**What is being asked**
Reproduce the lines below exactly, starting at the one containing "Expected: one pin per instance of the man" and stopping at the final line.

[Opening The records section]

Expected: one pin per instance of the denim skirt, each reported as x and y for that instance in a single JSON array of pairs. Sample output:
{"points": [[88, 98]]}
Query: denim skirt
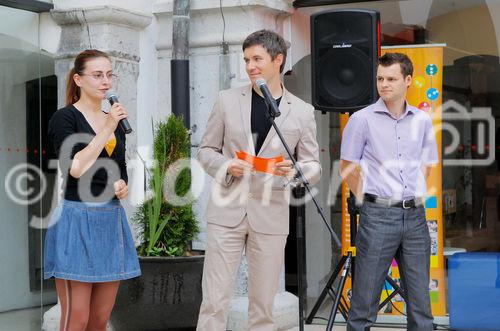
{"points": [[90, 242]]}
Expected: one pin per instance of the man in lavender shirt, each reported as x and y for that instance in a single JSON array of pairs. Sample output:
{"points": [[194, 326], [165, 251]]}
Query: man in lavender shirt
{"points": [[386, 154]]}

[Closing The records section]

**Output for this task**
Expected: one pin per instance of the man in lavender shirt, each reported as x and y for that instance in a single JSON array of pairs. Sample output:
{"points": [[194, 326], [165, 251]]}
Query: man in lavender shirt
{"points": [[386, 154]]}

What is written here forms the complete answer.